- **GOAL OF THE EXERCISE**
Would you please reproduce all the entries word for word, minus the pictures?

- **Data records**

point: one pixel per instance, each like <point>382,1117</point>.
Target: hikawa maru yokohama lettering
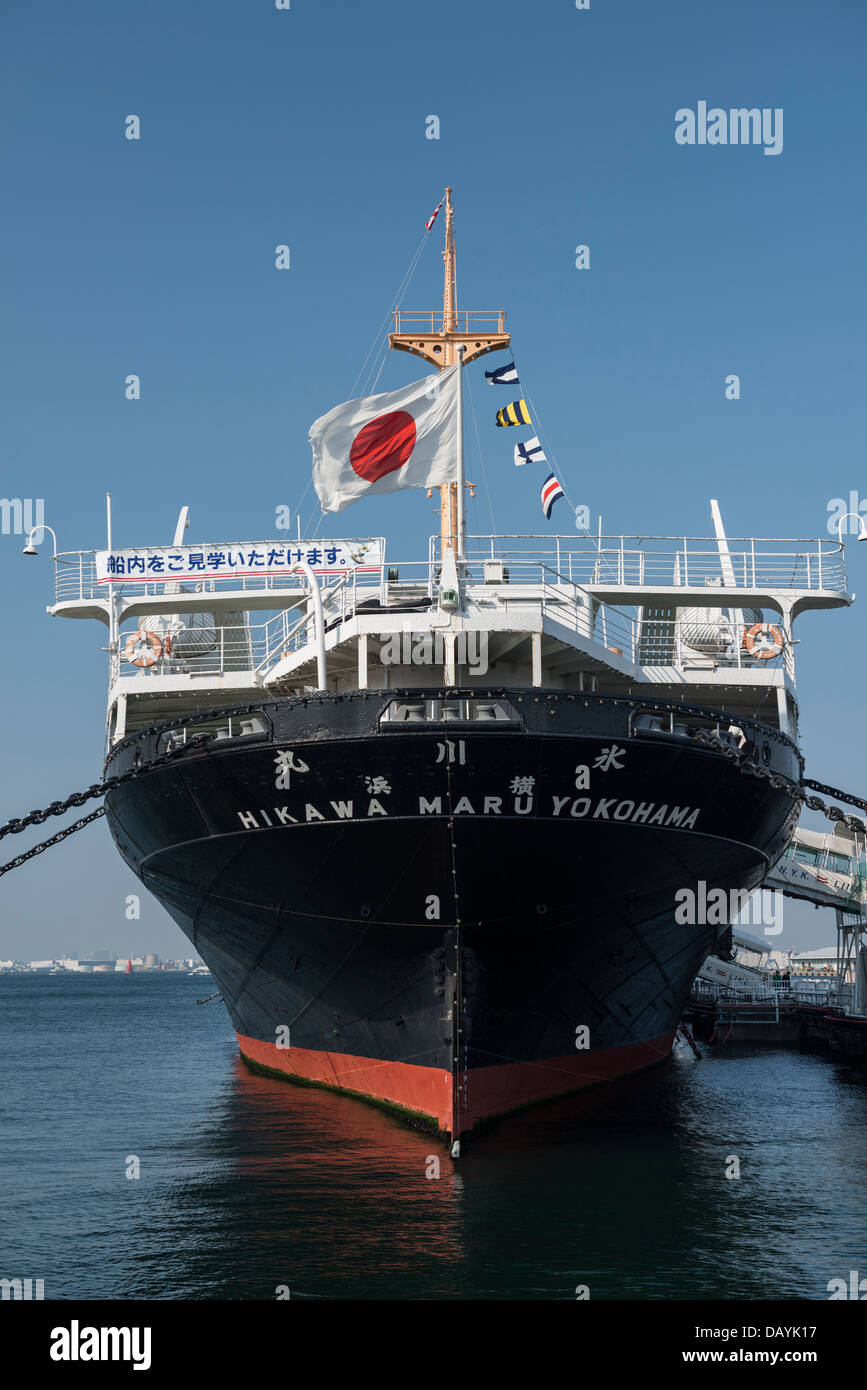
<point>578,808</point>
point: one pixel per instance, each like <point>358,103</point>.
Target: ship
<point>434,881</point>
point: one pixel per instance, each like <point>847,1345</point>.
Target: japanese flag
<point>405,438</point>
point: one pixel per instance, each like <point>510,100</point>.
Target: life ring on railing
<point>770,637</point>
<point>149,647</point>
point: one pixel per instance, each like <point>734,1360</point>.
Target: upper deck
<point>603,613</point>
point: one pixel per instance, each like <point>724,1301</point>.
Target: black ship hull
<point>450,916</point>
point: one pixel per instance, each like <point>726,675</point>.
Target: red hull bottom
<point>453,1105</point>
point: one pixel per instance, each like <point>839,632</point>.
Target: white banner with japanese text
<point>257,559</point>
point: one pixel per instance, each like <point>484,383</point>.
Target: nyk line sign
<point>577,808</point>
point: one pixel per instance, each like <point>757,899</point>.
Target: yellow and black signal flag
<point>514,413</point>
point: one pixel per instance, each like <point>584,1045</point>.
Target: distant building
<point>820,961</point>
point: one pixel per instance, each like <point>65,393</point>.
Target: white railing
<point>584,560</point>
<point>669,562</point>
<point>524,590</point>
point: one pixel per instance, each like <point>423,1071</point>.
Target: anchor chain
<point>796,791</point>
<point>54,840</point>
<point>57,808</point>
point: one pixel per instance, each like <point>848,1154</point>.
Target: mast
<point>456,335</point>
<point>449,531</point>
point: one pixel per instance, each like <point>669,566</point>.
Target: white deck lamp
<point>31,549</point>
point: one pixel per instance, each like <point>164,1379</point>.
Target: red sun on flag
<point>382,445</point>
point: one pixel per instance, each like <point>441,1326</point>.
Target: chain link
<point>57,808</point>
<point>796,791</point>
<point>745,765</point>
<point>54,840</point>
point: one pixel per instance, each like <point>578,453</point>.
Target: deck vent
<point>403,713</point>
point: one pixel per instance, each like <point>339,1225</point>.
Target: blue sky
<point>307,127</point>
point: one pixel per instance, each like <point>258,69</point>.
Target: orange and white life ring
<point>146,648</point>
<point>764,641</point>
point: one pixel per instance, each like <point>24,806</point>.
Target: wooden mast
<point>448,492</point>
<point>475,330</point>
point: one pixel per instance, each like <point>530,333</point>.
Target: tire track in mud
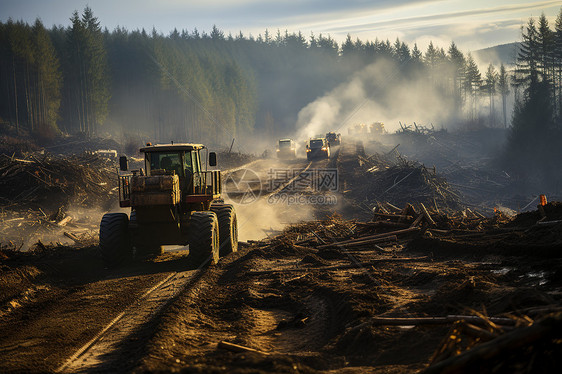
<point>103,351</point>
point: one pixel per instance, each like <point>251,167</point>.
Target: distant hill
<point>504,53</point>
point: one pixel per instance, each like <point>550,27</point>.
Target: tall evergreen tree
<point>490,83</point>
<point>503,87</point>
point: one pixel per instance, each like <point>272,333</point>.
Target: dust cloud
<point>378,93</point>
<point>262,218</point>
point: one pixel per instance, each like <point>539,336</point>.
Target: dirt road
<point>300,307</point>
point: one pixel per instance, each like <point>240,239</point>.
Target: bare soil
<point>300,307</point>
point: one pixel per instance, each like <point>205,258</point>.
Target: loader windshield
<point>169,161</point>
<point>316,143</point>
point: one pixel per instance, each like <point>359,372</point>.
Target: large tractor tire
<point>228,228</point>
<point>203,237</point>
<point>115,241</point>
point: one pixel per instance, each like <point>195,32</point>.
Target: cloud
<point>414,22</point>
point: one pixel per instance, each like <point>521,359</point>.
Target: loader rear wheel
<point>228,228</point>
<point>115,243</point>
<point>203,237</point>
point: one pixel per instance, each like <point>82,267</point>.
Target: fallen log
<point>468,361</point>
<point>439,320</point>
<point>72,236</point>
<point>386,234</point>
<point>426,215</point>
<point>339,267</point>
<point>390,238</point>
<point>238,348</point>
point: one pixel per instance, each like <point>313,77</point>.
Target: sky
<point>472,24</point>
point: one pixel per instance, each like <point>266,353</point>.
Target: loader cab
<point>182,163</point>
<point>181,159</point>
<point>184,160</point>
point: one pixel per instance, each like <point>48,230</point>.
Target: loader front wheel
<point>115,242</point>
<point>203,237</point>
<point>228,228</point>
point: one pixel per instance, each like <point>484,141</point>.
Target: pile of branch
<point>86,179</point>
<point>534,347</point>
<point>407,182</point>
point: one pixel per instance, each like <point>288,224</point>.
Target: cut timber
<point>506,344</point>
<point>377,236</point>
<point>238,348</point>
<point>340,267</point>
<point>64,221</point>
<point>426,215</point>
<point>72,236</point>
<point>390,238</point>
<point>417,221</point>
<point>439,320</point>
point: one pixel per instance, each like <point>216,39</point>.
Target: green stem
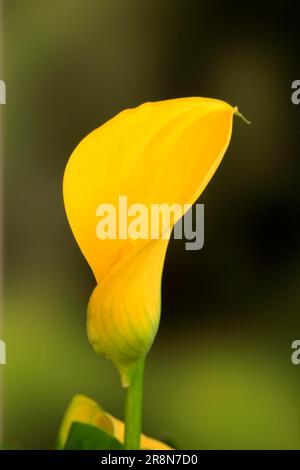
<point>241,116</point>
<point>133,408</point>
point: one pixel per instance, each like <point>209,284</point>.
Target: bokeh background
<point>219,375</point>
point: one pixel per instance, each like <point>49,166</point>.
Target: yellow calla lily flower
<point>84,410</point>
<point>158,153</point>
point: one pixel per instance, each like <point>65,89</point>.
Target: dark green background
<point>219,374</point>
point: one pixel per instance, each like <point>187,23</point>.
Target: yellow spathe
<point>84,410</point>
<point>160,152</point>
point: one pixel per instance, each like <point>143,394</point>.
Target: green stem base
<point>133,409</point>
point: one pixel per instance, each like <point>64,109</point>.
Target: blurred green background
<point>219,375</point>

- **SOLUTION TO THE EXERCISE**
point: one pixel per instance, each like <point>382,1117</point>.
Target: hikawa maru yokohama lettering
<point>578,808</point>
point: one pixel per instance, each like <point>358,103</point>.
Target: ship
<point>434,881</point>
point: one pixel per instance, each like <point>847,1345</point>.
Target: japanese flag
<point>405,438</point>
point: one pixel per instance, each like <point>510,100</point>.
Target: life ring on railing
<point>770,637</point>
<point>149,647</point>
point: one pixel per instance, each like <point>734,1360</point>.
Target: upper deck
<point>603,613</point>
point: one pixel per instance, each like <point>724,1301</point>.
Target: black ship hull
<point>450,916</point>
point: one pixel per instance, each like <point>726,675</point>.
Target: red hull bottom
<point>453,1105</point>
point: one pixel per instance, each like <point>839,632</point>.
Target: white banner with japanese text
<point>257,559</point>
point: one pixel per instance, each like <point>484,383</point>.
Target: nyk line sign
<point>577,808</point>
point: one pixel per instance, each like <point>757,899</point>.
Target: yellow and black signal flag
<point>514,413</point>
point: one pixel per instance, each like <point>584,1045</point>.
Target: distant building
<point>820,961</point>
point: one pixel per instance, each like <point>65,393</point>.
Target: white railing
<point>584,560</point>
<point>669,562</point>
<point>524,590</point>
point: one pixel per instance, each like <point>423,1071</point>.
Target: anchor chain
<point>796,791</point>
<point>54,840</point>
<point>57,808</point>
point: one pixel per instance, each like <point>848,1154</point>.
Target: mast
<point>456,335</point>
<point>449,531</point>
point: one pixel per instance, each like <point>669,566</point>.
Target: white deck lamp
<point>31,549</point>
point: one pixel per instance, each like <point>164,1379</point>.
Target: red sun on flag
<point>382,445</point>
point: one pixel per instance, each like <point>441,1326</point>.
Target: chain link
<point>57,808</point>
<point>796,791</point>
<point>745,765</point>
<point>54,840</point>
point: one pixel per instance, each like <point>578,453</point>.
Target: deck vent
<point>403,713</point>
point: one pixel per instance, each like <point>339,1225</point>.
Target: blue sky
<point>307,127</point>
point: one pixel per instance, each like <point>258,69</point>.
Target: orange and white life ring
<point>146,648</point>
<point>764,641</point>
point: one pixel per instance, each like <point>24,806</point>.
Target: wooden mast
<point>448,492</point>
<point>475,330</point>
point: one pixel per instance, each like <point>530,333</point>.
Target: tire track in mud
<point>103,351</point>
point: one pixel per instance, each like <point>251,167</point>.
Target: distant hill
<point>504,53</point>
point: one pixel per instance, each like <point>550,27</point>.
Target: tall evergreen tree
<point>490,83</point>
<point>503,87</point>
point: one pixel per instance, each like <point>272,333</point>.
Target: dust cloud
<point>378,93</point>
<point>262,218</point>
point: one pixel per instance, each like <point>539,336</point>.
Target: dirt road
<point>300,307</point>
point: one pixel per instance, each like <point>240,239</point>.
Target: bare soil
<point>300,307</point>
point: one pixel per instance, each like <point>205,258</point>.
Target: loader windshield
<point>169,161</point>
<point>316,143</point>
point: one pixel per instance, each like <point>359,372</point>.
Target: large tractor tire
<point>228,228</point>
<point>203,237</point>
<point>115,241</point>
point: one pixel per instance, each like <point>195,32</point>.
Target: cloud
<point>414,22</point>
point: one pixel per instance, each like <point>521,359</point>.
Target: loader rear wheel
<point>228,228</point>
<point>115,243</point>
<point>203,237</point>
point: one pixel per instance, each like <point>82,267</point>.
Target: fallen log
<point>468,361</point>
<point>439,320</point>
<point>72,236</point>
<point>386,234</point>
<point>426,215</point>
<point>339,267</point>
<point>390,238</point>
<point>238,348</point>
point: one pixel per instance, each like <point>313,77</point>.
Target: sky
<point>472,24</point>
point: one pixel per instance, each like <point>266,353</point>.
Target: loader cab
<point>182,163</point>
<point>181,159</point>
<point>184,160</point>
point: one pixel per instance, each like <point>48,230</point>.
Target: loader front wheel
<point>115,242</point>
<point>203,237</point>
<point>228,228</point>
point: one pixel per instance, each like <point>484,141</point>.
Target: pile of branch
<point>86,179</point>
<point>534,347</point>
<point>407,182</point>
point: one pixel per instance, each like <point>288,224</point>.
Target: cut timber
<point>506,344</point>
<point>377,236</point>
<point>238,348</point>
<point>340,267</point>
<point>64,221</point>
<point>426,215</point>
<point>72,236</point>
<point>390,238</point>
<point>417,221</point>
<point>439,320</point>
point: one pixel per instance, each like <point>216,39</point>.
Target: green stem
<point>241,116</point>
<point>133,408</point>
point: one pixel per instance, each like <point>209,284</point>.
Target: bokeh background
<point>219,375</point>
point: one pixel per instance, each like <point>49,166</point>.
Target: yellow calla lily flower
<point>84,410</point>
<point>158,153</point>
point: one pixel per instance, each like <point>65,89</point>.
Target: dark green background
<point>219,374</point>
point: one pixel per instance, each like <point>187,23</point>.
Target: yellow spathe
<point>84,410</point>
<point>160,152</point>
point: one pixel per instance, each like <point>143,394</point>.
Target: green stem base
<point>133,409</point>
point: one pixel per instance, each like <point>64,109</point>.
Target: blurred green background
<point>219,375</point>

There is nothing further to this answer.